__SEITENAUSZUG__
####################
In der ersten Instanz wird sie als Erwachsene wegen gefährlicher Körperverletzung zu einer Geldstrafe verurteilt. In der zweiten Instanz aber wird sie zur privilegierten Jugendlichen gemacht und nur mit einer Geldbuße belegt. Das Gericht meint, eine Erwachsene hätte solch eine Tat erst gar nicht begangen. Diese Begründung hält Jugend-Staatsanwältin Astrid Röttgen für absurd: „Das Jugendstrafrecht muss nur richtig statt falsch angewendet werden“.

Wann also ist ein junger Mensch überhaupt reif – und für welche Strafe? „Mit 14 sollte die Erziehung abgeschlossen sein“, sagt Röttgen. „Ich treffe auf 19-jährige Angeklagte, die sind wie Kinder“, bestätigt der Düsseldorfer Jugendrichter Burkhard Spicks. Deshalb hält der Praktiker auch nichts von „Erziehungscamps“: „Die Jugendlichen kommen da schlimmer raus als sie rein kommen“.

Spicks plädiert für die Unterbringung in geschlossenen Heimen, die vor 25 Jahren in Nordrhein-Westfalen abgeschafft wurden. Dort müsse den jungen Menschen beigebracht werden, wie sie ihr Leben bewältigen können. Dieser Ansicht ist auch die Jugendrichterin Andrea Sauter-Glücklich in Wuppertal: „Wir brauchen geschlossene Heime für Jugendliche, die sich Erziehungsmaßnahmen entziehen“.

Sie hat einen kriminellen Jugendlichen aus Duisburg vor Augen. Der kam nach Wuppertal in eine Pflegefamilie, flog dort raus, weil er der Pflegemutter das Konto abräumte. In einer eigenen Wohnung gerät der 17-jährige vollends auf die kriminelle Schiene. Er macht Drogengeschäfte und begeht Diebstähle, während er von Hartz 4 lebt. Sauter-Glücklich: „Es mangelt an intensiver Betreuung. Wie immer man es nennt, ob geschlossenes Heim oder Erziehungscamp: Das ist ein Fall für Zuckerbrot und Peitsche“.
####################
__AUFGABEN__
#1 Vor wie vielen Jahren wurden geschlossene Heime in Nordrhein-Westfalen laut dem Text über das Jugendstrafrecht abgeschafft?
#2 Setze den Text über das Jugendstrafrecht nach seinem letzten Satz fort.

__Zeige-Einträge__
####################
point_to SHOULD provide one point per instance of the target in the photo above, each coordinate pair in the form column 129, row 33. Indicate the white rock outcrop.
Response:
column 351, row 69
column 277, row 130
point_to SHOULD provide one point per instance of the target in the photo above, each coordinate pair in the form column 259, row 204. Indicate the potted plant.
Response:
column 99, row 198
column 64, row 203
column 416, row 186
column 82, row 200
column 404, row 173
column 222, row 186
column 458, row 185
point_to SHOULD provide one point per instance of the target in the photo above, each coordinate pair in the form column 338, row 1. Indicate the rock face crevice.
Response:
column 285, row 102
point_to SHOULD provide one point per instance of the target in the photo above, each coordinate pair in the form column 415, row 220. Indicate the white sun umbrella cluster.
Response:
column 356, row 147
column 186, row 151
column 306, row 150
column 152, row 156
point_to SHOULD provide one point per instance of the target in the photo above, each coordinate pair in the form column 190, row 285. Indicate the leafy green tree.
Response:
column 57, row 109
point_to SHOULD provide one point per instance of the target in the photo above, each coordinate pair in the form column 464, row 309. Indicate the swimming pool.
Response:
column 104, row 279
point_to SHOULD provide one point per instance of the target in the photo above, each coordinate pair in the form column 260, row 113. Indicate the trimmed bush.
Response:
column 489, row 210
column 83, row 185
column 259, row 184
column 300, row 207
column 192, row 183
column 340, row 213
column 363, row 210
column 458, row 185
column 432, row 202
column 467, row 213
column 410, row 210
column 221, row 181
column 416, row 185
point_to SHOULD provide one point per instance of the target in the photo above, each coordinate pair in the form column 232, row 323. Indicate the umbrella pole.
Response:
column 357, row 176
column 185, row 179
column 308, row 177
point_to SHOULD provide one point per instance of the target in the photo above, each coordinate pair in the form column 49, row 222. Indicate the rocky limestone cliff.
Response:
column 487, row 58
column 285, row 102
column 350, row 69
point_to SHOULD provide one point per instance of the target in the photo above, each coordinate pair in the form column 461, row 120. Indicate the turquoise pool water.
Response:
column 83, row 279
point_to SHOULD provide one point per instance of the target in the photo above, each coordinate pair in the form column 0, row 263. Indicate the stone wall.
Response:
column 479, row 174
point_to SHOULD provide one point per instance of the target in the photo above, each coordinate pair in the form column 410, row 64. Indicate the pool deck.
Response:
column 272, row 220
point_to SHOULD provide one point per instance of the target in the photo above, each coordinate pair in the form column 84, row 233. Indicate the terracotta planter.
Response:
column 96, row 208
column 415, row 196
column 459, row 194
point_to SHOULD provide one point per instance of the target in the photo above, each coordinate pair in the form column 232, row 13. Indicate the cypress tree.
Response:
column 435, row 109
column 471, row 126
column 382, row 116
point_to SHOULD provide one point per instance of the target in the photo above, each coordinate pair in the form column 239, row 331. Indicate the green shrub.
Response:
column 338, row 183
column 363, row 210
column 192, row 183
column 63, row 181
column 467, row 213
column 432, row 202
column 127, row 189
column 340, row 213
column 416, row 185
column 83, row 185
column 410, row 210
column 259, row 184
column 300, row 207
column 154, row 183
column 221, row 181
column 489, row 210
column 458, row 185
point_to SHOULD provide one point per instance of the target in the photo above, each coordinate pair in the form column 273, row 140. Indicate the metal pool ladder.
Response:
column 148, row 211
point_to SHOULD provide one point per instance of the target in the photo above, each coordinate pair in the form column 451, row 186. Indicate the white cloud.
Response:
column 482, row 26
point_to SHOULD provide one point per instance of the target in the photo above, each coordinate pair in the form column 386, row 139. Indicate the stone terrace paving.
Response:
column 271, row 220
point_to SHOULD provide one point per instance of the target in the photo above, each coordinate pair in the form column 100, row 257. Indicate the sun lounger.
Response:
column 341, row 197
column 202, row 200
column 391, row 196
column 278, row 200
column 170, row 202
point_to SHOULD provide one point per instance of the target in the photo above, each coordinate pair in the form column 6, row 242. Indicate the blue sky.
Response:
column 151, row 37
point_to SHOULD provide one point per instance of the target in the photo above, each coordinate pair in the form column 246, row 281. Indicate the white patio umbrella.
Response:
####################
__LÖSUNGEN IN REIHENFOLGE__
#1 Vor 25 Jahren.

#2
Die Rede ist also nicht vom einfachen Wegschließen in den Knast. „Ein Tag Haft kostet den Steuerzahler rund 100 Euro“, gibt Jugendrichter Spicks zu bedenken, „die sind in der Sozialarbeit besser angelegt“. Die strengere Anwendung des Jugendrechts ist für die Praktiker demnach eine Teil-Lösung, die zweite besteht darin, gefährdeten Jugendlichen einen Halt zu geben – es gibt freilich noch, abgesehen von mehr Personal und damit mehr Geld, das dritte Problem namens Zeit.

Gestrauchelte junge Menschen brauchen eine schnelle Reaktion, meint Jugendrichter Burkhard Spicks: „Wir können, was sinnvoll ist, Jugendliche nicht schnell genug vor den Richter bringen“. Er kritisiert, das dauere bei einem, der einen Raub begangen hat, von wenigstens 6 Monaten bis zu einem Jahr. Noch schlimmer schildert seine Wuppertaler Kollegin Sauter-Glücklich die Situation nach einer Verurteilung: „Die Vollstreckung ist ein stumpfes Schwert geworden. Nach dem Urteil dauert es 6 Monate, bis die Haft angetreten wird.“

Dieser Rüge stimmt Jens Gnisa zu. Der Vorsitzende des Deutschen Richterbundes sieht aber die Jugend-Justiz in NRW auf dem richtigen Weg. Beim Projekt „Gelbe Karte“ in Remscheid, schildert Gnisa, treffe der Jugendliche auf einen Staatsanwalt, der ihm „sofort eine Kopfwäsche verpasst“, etwa mit 20 Sozialstunden. Dafür brauche der Staatsanwalt aber länger, als – wie bislang – ein Formular zu unterschreiben, mit dem das Verfahren gegen Auflagen eingestellt wird: „Dieses Projekt muss ausgeweitet werden“. Motto: Der Staat guckt nicht zu, dass Jugendliche kriminell werden.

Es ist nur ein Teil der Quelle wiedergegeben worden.